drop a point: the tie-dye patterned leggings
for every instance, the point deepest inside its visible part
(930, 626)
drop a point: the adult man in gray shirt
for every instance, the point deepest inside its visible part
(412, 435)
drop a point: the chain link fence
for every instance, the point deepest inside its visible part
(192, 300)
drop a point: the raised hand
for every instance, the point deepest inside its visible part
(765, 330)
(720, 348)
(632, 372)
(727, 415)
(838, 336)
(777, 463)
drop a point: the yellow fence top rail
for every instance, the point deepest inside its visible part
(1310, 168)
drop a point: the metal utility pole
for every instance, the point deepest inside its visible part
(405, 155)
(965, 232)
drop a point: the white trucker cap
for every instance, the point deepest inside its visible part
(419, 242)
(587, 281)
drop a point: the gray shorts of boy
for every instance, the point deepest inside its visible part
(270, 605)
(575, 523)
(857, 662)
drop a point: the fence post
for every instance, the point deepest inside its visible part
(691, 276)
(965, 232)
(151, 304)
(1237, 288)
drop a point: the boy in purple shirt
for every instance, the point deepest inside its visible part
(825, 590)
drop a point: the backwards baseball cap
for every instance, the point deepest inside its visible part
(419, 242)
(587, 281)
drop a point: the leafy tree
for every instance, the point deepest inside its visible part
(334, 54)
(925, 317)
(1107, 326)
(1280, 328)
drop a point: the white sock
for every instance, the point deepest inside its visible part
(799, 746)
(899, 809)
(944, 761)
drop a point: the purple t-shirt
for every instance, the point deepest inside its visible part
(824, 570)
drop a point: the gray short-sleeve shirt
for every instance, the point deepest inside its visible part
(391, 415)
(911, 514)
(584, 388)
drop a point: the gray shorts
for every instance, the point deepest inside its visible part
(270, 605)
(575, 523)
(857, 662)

********************

- Goal of the exercise: Rewrite the lines of the records from the one holding "drop a point: the chain link fence" through the end of the records, both ends included, changing "for every instance" to "for each instance" and leaving everything else unchanged. Return only those lines.

- Task answer:
drop a point: the chain link fence
for each instance, the point deepest inside its visible part
(192, 300)
drop a point: the raised hand
for each instance, the point deepest inside its visible part
(765, 330)
(720, 348)
(632, 372)
(727, 415)
(838, 336)
(777, 463)
drop a point: the yellow fence top rail
for each instance, the point deepest inside its visible part
(1310, 168)
drop a point: the metal utility pole
for each instance, the point deepest inside its visible part
(405, 155)
(965, 232)
drop a point: the white trucker cap
for each instance, the point deepest inside its visible part
(419, 242)
(587, 281)
drop a point: the gray shorts of boy
for each instance, the point deepest inside its visible part
(270, 605)
(575, 523)
(857, 662)
drop a point: the fence post
for each instance, the point deepest inside its visible part
(691, 276)
(965, 232)
(151, 304)
(1237, 288)
drop a point: the boy in purple shirt
for each instance, the point deepest inside its visible part
(825, 590)
drop a point: the backwards baseball cap
for each instance, the point deepest inside its visible part
(419, 242)
(587, 281)
drop a point: the leafy tree
for each instance, the point deepest inside its visible part
(334, 54)
(925, 317)
(1107, 326)
(1280, 328)
drop a point: the white sock
for each instance, the point deepest inside its visible part
(799, 746)
(899, 809)
(944, 761)
drop a point: the purple t-shirt
for each instance, the point deepest inside its visible part
(824, 570)
drop a point: the gray short-sleeve shirt
for each instance, the point deepest inside its visible part
(391, 415)
(911, 514)
(584, 388)
drop a point: the gray shorts
for each instance, the point deepest inside its visible part
(270, 605)
(575, 523)
(857, 662)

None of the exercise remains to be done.